EXERCISE PROMPT: Put everything from the start of the data down to the line containing "[[[52,7],[44,8],[44,43],[92,43],[92,10],[83,6],[64,13]]]", both ends included, into a JSON list of strings with one string per line. Skip blank lines and leave the pictures out.

[Region-labeling items]
====

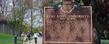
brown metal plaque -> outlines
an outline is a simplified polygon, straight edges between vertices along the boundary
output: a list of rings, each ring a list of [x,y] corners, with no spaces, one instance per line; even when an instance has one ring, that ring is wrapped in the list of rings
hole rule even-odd
[[[52,7],[44,8],[44,43],[92,43],[92,10],[83,6],[64,13]]]

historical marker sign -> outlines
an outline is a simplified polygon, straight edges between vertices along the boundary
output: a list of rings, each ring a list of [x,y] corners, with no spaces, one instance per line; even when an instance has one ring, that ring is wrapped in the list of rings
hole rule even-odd
[[[44,8],[44,43],[92,43],[92,10],[83,6],[80,11],[66,13],[61,8]]]

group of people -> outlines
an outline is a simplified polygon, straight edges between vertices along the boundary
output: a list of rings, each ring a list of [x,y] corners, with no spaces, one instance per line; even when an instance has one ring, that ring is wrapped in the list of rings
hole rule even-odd
[[[25,32],[22,32],[21,34],[21,38],[22,38],[22,43],[23,44],[26,44],[27,41],[31,42],[31,40],[34,39],[34,42],[35,44],[37,44],[37,39],[38,37],[41,37],[42,36],[42,33],[34,33],[34,35],[30,32],[28,33],[25,33]]]

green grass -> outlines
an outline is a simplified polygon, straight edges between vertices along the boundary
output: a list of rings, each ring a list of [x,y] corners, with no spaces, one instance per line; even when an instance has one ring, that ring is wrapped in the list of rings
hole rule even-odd
[[[101,44],[109,44],[109,40],[101,40]]]
[[[17,44],[21,44],[21,39],[18,39]],[[14,44],[14,36],[0,33],[0,44]]]

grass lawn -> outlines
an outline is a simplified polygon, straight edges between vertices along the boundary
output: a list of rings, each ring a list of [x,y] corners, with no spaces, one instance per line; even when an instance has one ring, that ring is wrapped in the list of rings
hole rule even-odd
[[[101,44],[109,44],[109,40],[101,40]]]
[[[0,33],[0,44],[14,44],[14,36]],[[21,41],[18,41],[17,44],[21,44]]]

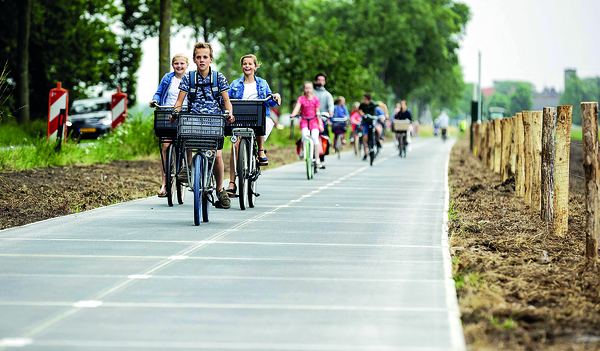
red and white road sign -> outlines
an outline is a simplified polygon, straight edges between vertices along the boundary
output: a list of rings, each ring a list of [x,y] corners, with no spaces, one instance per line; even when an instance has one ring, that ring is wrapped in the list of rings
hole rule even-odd
[[[112,96],[110,110],[113,119],[111,128],[115,129],[127,118],[127,94],[122,93],[121,88],[117,88],[117,93]]]
[[[65,140],[67,137],[67,106],[69,106],[69,92],[61,87],[58,82],[56,88],[50,89],[48,102],[48,140]],[[59,130],[62,135],[59,135]]]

====

TASK OUTPUT:
[
  "brown metal plaque -> outlines",
  "an outline is a simplified polygon, straight edges between vertices along the boundary",
  "output: a list of rings, each ring a list of [x,y] corners, with no spaces, one instance per line; even when an instance has one ring, that ring is wrapped in the list of rings",
  "hole rule even-odd",
  "[[[52,7],[44,8],[44,43],[92,43],[92,10],[83,6],[64,13]]]"
]